> _THE REQUEST_
Please answer these questions using the canning thread below:
(a) What lemon juice dilution does judylou give for a pre-soak?
(b) What strength of vitamin C tablets came home from the Dollar Store?
(c) According to offGridNorthern, what might fillers in vitamin C tablets do to the product?

> _PAGE EXCERPT_
· · ·
# lemon juice/fruit fresh



## carogator

Please tell me how much lemon juice you use to replace or substitute for fruit fresh when canning? Thank you.


----------



## judylou

The only thing Fruit Fresh is used for in canning that I am aware of is as a color preservative. How do you use it? I may be wrong, honestly I don't think many use it routinely. When dehydrating, yes. But there aren't any standard canning recipes that call for it specifically. 

The only time I use it is as a pre-soak for peaches or apples to keep them from darkening before I get them into the syrup. If you want to use lemon juice for that purpose the usual dilution is 2 T of lemon juice in 2 cups of water.


----------



## carogator

Thanks for the info on lemon juice. I use fruit fresh as required by my recipes for canning pears, apples, peaches, potatoes. Usually 1 tsp. per quart sprinkled in jar just before adding syrup.


----------



## judylou

Then for all of those I think I'd want very little lemon juice added because of the pronounced flavor change it will cause. Rather than the 2 T used in a pre-soak, maybe just 1-2 teaspoons instead in the jar. But that is just a guess on my part. 

Have you ever tried just using either the Fruit Fresh or lemon juice as a pre-soak as the current recipes recommend rather than adding it to the jar?


----------



## Horseyrider

I don't use either Fruit Fresh or lemon juice. Judylou's right; lemon juice will change the flavor of your final product, and both options are expensive.

I use vitamin C.

I sent hubby to the Dollar Store for some, and he brought home a bottle of 1000mg tablets. I crush a couple in some water and use it for my dip. No flavor transferrence, and the colors of whatever I have in it stay bright. It lasts a long time, too; and per use, is very cheap to use.


----------



## carogator

Horseyrider said:


> I don't use either Fruit Fresh or lemon juice. Judylou's right; lemon juice will change the flavor of your final product, and both options are expensive.
> 
> I use vitamin C.
> 
> I sent hubby to the Dollar Store for some, and he brought home a bottle of 1000mg tablets. I crush a couple in some water and use it for my dip. No flavor transferrence, and the colors of whatever I have in it stay bright. It lasts a long time, too; and per use, is very cheap to use.


Hadn't thought about that, but Vitamin C is supposed to be ascorbic acid, the same thing. Thanks


----------



## offGridNorthern

I use 1/2 cup lemon juice per 1/2 gallon water. You have to watch the fillers in the Vitamin C tablets -- they may turn the product cloudy. Each drug company uses different fillers in their products. It won't hurt you, but won't win prizes at the local Agricult. Fair, either. I prefer the old way... and since I use it as a dip to retain the colour, it hasn't affected the taste of the food.


----------



## 7thswan

Salty water can also be used.


----------



## judylou

carogator - as you can tell most of us use the ascorbic acid sources only as a pre-soak rather than adding it to the jars themselves. There is no safety issue involved, just color preservation, so you might want to give it a try and see if the results meet your expectations. Much easier and less risk of flavor changes.


----------
· · ·
> _Records_
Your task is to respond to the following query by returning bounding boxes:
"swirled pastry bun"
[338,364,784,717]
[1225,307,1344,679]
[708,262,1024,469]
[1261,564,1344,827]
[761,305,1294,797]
· · ·
> _SOLUTION TO THIS EXERCISE_
(a) 2 T of lemon juice in 2 cups of water.
(b) 1000mg.
(c) They may turn the product cloudy.